DATASET RECORDS start
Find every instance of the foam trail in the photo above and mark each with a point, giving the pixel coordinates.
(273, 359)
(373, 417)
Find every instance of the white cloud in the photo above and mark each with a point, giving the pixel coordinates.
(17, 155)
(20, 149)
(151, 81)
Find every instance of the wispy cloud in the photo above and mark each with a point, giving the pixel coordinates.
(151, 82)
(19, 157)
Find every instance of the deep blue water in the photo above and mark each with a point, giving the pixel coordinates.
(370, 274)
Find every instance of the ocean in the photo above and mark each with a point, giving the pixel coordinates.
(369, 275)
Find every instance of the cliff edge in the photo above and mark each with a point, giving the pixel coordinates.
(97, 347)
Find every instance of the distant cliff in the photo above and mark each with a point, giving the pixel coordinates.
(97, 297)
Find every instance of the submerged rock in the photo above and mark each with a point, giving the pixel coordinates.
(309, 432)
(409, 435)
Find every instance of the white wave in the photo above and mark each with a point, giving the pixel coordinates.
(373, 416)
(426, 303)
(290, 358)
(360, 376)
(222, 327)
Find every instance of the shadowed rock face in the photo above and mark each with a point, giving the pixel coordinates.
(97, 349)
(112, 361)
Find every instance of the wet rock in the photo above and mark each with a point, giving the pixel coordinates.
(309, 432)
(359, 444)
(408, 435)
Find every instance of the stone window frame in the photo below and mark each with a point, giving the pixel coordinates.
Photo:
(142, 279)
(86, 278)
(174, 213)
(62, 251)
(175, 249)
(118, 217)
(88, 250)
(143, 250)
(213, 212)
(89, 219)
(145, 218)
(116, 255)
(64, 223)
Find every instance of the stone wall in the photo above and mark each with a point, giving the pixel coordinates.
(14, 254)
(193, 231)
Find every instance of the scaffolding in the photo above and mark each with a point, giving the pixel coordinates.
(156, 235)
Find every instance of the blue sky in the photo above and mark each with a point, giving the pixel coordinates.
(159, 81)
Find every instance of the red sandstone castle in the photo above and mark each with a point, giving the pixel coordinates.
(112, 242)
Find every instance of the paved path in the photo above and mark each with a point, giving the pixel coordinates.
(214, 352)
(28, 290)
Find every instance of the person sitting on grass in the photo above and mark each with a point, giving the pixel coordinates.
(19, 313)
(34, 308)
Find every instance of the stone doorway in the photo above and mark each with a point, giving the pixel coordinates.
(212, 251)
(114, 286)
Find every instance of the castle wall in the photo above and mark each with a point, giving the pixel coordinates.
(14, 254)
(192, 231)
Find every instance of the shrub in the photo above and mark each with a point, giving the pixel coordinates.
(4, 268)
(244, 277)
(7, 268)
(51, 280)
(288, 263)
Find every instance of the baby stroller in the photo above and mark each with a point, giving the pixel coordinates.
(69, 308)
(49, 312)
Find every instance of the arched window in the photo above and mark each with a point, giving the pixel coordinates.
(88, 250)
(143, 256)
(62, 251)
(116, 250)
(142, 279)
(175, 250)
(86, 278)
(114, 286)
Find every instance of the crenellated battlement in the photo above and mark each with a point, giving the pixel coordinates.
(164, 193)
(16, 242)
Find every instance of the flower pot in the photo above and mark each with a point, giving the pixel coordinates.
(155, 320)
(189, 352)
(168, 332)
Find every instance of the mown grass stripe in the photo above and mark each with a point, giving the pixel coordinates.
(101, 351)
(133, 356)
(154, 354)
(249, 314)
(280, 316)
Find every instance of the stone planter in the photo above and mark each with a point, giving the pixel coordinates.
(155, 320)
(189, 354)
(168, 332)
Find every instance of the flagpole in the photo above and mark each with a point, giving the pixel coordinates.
DATASET RECORDS end
• [WHAT YOU HAVE TO DO]
Give the material as a numbered list with blank lines left out, starting at the line that contains "Find every instance of the arched" and running through the last line of the material.

• [WRITTEN ANSWER]
1. Find every instance of the arched window in the photo above and mark each with a point, giving the pixel coordinates.
2. (88, 250)
3. (143, 256)
4. (62, 251)
5. (116, 250)
6. (142, 279)
7. (175, 250)
8. (86, 278)
9. (114, 286)
10. Find every instance of the crenellated battlement in the photo above and mark each with a point, giving the pixel coordinates.
11. (164, 193)
12. (16, 242)
13. Find every instance of the flower pot in the photo above and mark each with a point, giving the pixel coordinates.
14. (155, 320)
15. (189, 352)
16. (168, 332)
17. Find every instance of the mown grass stripe in the photo above and mark each with a point, giving the pixel coordinates.
18. (101, 351)
19. (133, 356)
20. (154, 354)
21. (249, 314)
22. (280, 316)
23. Find every instance of the stone planter in the photo above and mark each with a point, giving the pixel coordinates.
24. (155, 320)
25. (189, 354)
26. (168, 332)
27. Find every instance of the flagpole in the photo above and mark each with a point, giving the pixel coordinates.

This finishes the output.